--- start of MATERIAL TO PROCESS ---

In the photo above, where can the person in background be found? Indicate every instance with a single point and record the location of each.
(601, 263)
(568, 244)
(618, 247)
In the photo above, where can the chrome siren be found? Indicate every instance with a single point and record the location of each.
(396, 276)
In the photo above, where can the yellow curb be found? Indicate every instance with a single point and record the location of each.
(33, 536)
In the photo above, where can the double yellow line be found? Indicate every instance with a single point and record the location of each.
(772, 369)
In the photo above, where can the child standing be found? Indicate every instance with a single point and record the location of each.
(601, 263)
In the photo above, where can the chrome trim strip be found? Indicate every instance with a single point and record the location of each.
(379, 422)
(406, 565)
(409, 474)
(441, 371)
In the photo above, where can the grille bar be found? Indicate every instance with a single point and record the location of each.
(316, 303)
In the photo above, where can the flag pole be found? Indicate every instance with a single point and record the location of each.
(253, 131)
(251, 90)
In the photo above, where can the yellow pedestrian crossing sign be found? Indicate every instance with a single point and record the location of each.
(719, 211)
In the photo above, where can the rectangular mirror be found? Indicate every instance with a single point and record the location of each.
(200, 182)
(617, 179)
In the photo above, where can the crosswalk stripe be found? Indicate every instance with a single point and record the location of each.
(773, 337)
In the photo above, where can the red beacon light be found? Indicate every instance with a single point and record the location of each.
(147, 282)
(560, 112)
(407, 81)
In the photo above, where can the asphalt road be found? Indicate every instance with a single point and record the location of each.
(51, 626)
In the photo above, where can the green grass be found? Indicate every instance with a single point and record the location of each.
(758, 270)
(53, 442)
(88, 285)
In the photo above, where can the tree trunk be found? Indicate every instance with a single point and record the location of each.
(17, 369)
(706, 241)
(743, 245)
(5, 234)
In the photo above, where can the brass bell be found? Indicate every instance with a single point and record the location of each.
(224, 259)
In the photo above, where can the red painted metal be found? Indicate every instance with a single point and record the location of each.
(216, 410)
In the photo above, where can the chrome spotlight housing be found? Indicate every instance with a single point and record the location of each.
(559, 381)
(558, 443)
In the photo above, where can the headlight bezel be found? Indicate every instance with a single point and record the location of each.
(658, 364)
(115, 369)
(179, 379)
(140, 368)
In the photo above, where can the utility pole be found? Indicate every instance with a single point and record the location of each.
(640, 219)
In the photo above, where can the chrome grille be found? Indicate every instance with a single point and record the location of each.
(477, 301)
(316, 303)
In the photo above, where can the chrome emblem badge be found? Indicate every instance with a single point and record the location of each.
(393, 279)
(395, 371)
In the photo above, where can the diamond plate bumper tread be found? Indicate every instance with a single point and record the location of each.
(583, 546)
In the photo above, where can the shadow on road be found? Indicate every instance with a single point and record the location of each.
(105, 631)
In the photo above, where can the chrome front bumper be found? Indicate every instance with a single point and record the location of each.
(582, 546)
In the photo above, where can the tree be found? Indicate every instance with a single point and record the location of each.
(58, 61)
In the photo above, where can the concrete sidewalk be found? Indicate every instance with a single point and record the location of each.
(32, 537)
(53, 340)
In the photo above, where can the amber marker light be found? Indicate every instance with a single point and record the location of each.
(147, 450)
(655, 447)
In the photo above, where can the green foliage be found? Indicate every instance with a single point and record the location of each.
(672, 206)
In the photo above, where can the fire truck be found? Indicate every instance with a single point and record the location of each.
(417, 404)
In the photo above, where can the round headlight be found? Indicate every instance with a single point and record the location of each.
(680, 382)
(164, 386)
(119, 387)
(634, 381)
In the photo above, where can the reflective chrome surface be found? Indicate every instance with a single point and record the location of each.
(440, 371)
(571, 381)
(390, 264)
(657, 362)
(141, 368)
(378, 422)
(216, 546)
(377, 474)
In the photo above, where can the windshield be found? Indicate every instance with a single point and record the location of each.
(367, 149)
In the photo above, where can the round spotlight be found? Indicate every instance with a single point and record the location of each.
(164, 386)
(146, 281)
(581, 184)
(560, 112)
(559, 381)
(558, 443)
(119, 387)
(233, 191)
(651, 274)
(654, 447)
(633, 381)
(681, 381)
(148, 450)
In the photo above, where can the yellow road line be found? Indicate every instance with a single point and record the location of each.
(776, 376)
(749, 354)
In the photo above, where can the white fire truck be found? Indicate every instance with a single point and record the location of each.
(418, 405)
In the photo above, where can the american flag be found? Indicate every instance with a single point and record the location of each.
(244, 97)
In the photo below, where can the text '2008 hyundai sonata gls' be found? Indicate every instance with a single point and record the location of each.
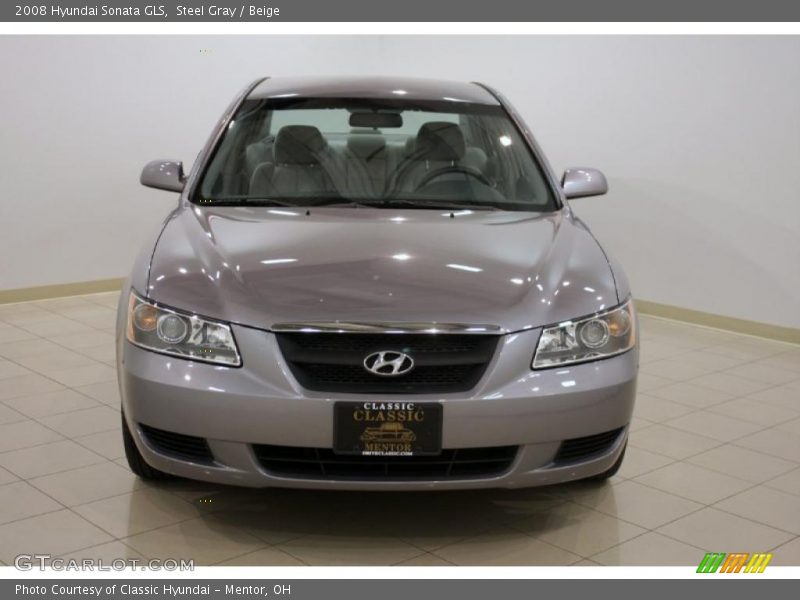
(375, 284)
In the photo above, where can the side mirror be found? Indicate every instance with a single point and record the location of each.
(163, 175)
(580, 182)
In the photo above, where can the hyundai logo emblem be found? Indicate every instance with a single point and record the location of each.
(388, 363)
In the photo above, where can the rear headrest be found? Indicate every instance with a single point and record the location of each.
(298, 145)
(439, 140)
(365, 145)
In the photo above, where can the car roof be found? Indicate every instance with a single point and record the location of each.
(373, 87)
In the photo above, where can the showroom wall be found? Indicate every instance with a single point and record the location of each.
(699, 137)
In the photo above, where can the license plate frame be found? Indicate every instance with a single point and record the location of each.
(387, 429)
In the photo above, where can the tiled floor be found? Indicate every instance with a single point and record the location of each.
(713, 464)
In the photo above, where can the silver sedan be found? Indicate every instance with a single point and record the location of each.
(375, 284)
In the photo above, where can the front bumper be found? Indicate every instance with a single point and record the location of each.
(261, 403)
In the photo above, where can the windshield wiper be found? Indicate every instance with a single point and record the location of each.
(437, 204)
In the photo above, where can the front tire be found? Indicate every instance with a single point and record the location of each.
(135, 459)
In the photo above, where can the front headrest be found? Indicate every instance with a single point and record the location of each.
(366, 145)
(439, 140)
(298, 145)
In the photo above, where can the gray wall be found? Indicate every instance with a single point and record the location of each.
(699, 136)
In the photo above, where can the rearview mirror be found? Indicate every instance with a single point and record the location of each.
(163, 175)
(580, 182)
(374, 120)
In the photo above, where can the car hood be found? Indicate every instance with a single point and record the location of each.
(261, 266)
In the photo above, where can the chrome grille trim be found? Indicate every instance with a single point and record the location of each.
(385, 327)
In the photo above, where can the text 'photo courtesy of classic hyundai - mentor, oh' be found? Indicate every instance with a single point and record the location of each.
(375, 284)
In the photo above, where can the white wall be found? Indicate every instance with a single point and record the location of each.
(699, 137)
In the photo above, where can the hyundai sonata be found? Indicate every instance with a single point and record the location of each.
(375, 283)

--- end of MATERIAL TO PROCESS ---

> OBJECTIVE
Quote every one of the rows above word for word, leaving the pictures out.

> THE RESULT
In the photo above, where can the person in background be found? Indicate every instance with a single point and record the location of each.
(601, 263)
(568, 244)
(618, 247)
In the photo above, where can the chrome siren be found? Indicate every instance with a single point and record the location of each.
(396, 276)
In the photo above, where can the yellow curb be found? Indicate every instance with a single point and record the location of each.
(33, 536)
In the photo above, where can the double yellow line be found? Indicate every instance with a single point and record the location of each.
(772, 369)
In the photo above, where can the child standing be found? Indicate every instance with a single point and record the location of each.
(601, 263)
In the photo above, where can the chrome trim strip be found? Indicate every instance with a single point and record the location of each.
(379, 422)
(406, 565)
(409, 474)
(441, 371)
In the photo above, where can the grille bar be found? Indicate every instance with a single point and record the location of each.
(316, 303)
In the photo above, where can the flag pole be found? Indicate every instance with a single point and record the location of each.
(253, 131)
(251, 90)
In the photo above, where can the yellow pedestrian crossing sign be found? Indicate every instance with a single point and record the location of each.
(719, 211)
In the photo above, where can the rectangular mirror be found? Indicate every instance with a single point and record the location of each.
(200, 182)
(617, 179)
In the photo above, where can the crosswalk stripe be found? Indicate every instance with a single point and record the location of each.
(773, 337)
In the photo above, where can the red beacon light be found? Indicate every instance with a single point and record the location of each.
(147, 282)
(560, 112)
(407, 81)
In the photo above, where can the asphalt road be found? Indicate every instance with a single point and record the location of each.
(51, 626)
In the photo above, where can the green grass be found? Indicate every instance with a single point and record the location of each.
(758, 270)
(53, 442)
(88, 285)
In the photo above, where can the tree trunk be found? Indicate every instance with a single point and record the location of each.
(17, 369)
(706, 241)
(743, 245)
(5, 234)
In the photo above, where can the brass bell be found? Indicate every instance with a single point and record the location of each.
(224, 259)
In the photo above, where can the red painted metal be found? Indicate every instance with a single point and record the location of each.
(216, 410)
In the photo above, where can the chrome spotlight housing be found? Indicate every instance with a single point and record the location of each.
(559, 381)
(558, 443)
In the photo above, where can the headlight bezel be found? Indicate every instance with a single point and record the location of each.
(658, 364)
(115, 369)
(179, 379)
(140, 368)
In the photo above, where can the utility pole be found? Indicate every instance with a single point and record the location of each.
(640, 219)
In the photo above, where can the chrome grille be found? Indicate every instance with a single point and record the location of each.
(477, 301)
(316, 303)
In the photo above, where can the chrome emblem badge be found? Indicate every instance with a single point and record the location of each.
(393, 279)
(395, 371)
In the photo above, where can the diamond plate bumper tread be found? Indicate every instance with a single point and record the location of each.
(583, 546)
In the photo above, where can the shadow on road be found? Indicate every instance with a single point and record the location of each.
(105, 631)
In the photo above, where can the chrome front bumper be found? Indicate every instance with a single point and record the location of each.
(582, 546)
In the photo above, where can the tree be found? Indicate every instance with a single point and record the location of each.
(58, 61)
In the photo above, where can the concrete sidewalk be found? Indicate every instance with a single point and record the location of each.
(32, 537)
(53, 340)
In the photo above, where can the amber marker light be found? Indicate every instance with a single point and record the location of each.
(147, 450)
(655, 447)
In the photo above, where can the green foliage be found? Indicate every instance with a single point and record the location of each.
(672, 206)
In the photo above, where can the fire truck be found? Indicate every instance with a single point and record the location of each.
(417, 404)
In the photo above, where can the round headlight be found? Indicate every instance with a single point and record the location of each.
(680, 382)
(164, 386)
(119, 387)
(634, 381)
In the photo above, where can the reflective chrome surface be found? Indicate every instance with a single point and record the location of each.
(440, 371)
(571, 381)
(390, 264)
(657, 362)
(141, 368)
(378, 422)
(216, 546)
(377, 474)
In the photo above, where can the windshield be found? Indicate every instance with a single point and record the location of each.
(367, 149)
In the photo above, where can the round spotlight be found? Indicate every instance with a single point and record the location of each.
(164, 386)
(146, 281)
(581, 184)
(560, 112)
(559, 381)
(558, 443)
(119, 387)
(233, 191)
(651, 274)
(654, 447)
(633, 381)
(681, 381)
(148, 450)
In the photo above, where can the yellow road line be found? Indicate every instance with a single point and record the location of each.
(776, 376)
(749, 354)
In the photo above, where can the white fire truck be found? Indicate every instance with a single point and record the location of each.
(418, 405)
In the photo above, where can the american flag be found? Indicate every instance with a single point and record the location of each.
(244, 97)
In the photo below, where can the text '2008 hyundai sonata gls' be found? Indicate every instance with a single point and record the location of each.
(375, 284)
In the photo above, where can the side mirror be found? Indicate every instance with a single point and record the location of each.
(163, 175)
(580, 182)
In the photo above, where can the hyundai logo emblem be found? Indicate every instance with a single point and record the location of each.
(388, 363)
In the photo above, where can the rear headrest be found? Indicate every instance with a single point and record the location of each.
(298, 145)
(439, 140)
(365, 145)
In the photo above, where can the car roof be found? Indicate every instance with a single point and record the location of each.
(373, 87)
In the photo above, where can the showroom wall be found? Indicate every instance with a single point and record the location of each.
(699, 137)
In the photo above, where can the license plate frame be found? Indicate every instance with a single point and record the location of each.
(387, 429)
In the photo above, where can the tiled floor be found? Indicate every instance with a single point and record the location of each.
(713, 464)
In the photo above, where can the silver sedan be found? Indicate every instance with a single point and record the location of each.
(375, 284)
In the photo above, where can the front bumper be found? Indicate every instance with a single point and record the location of each.
(261, 403)
In the photo above, where can the windshield wiper be found? Indicate every instance with a single point and record the location of each.
(437, 204)
In the photo above, where can the front tire be found? Indicate every instance with a single point and record the location of each.
(135, 459)
In the photo above, where can the front headrest be found? Indicate every instance with a single point and record the location of each.
(366, 145)
(439, 140)
(298, 145)
In the photo above, where can the gray wall be found? Indicate every instance with a single point and record the location of each.
(699, 136)
In the photo above, where can the rearview mirror be found? Indicate every instance with a single point and record the location of each.
(163, 175)
(580, 182)
(374, 120)
In the photo above, where can the car hood be found? Indicate every instance with a single point and record the location of each.
(261, 266)
In the photo above, where can the chrome grille trim be found? Indicate every instance with a single point and record the location of each.
(385, 327)
In the photo above, where can the text 'photo courtesy of classic hyundai - mentor, oh' be found? Indicate every instance with a single point and record the location of each.
(375, 284)
In the photo above, where can the white wall be found? Indicate every instance with a single point and record the location of each.
(699, 137)
In the photo above, where can the hyundai sonata be found? Indicate every instance with a single point and record the location of each.
(375, 283)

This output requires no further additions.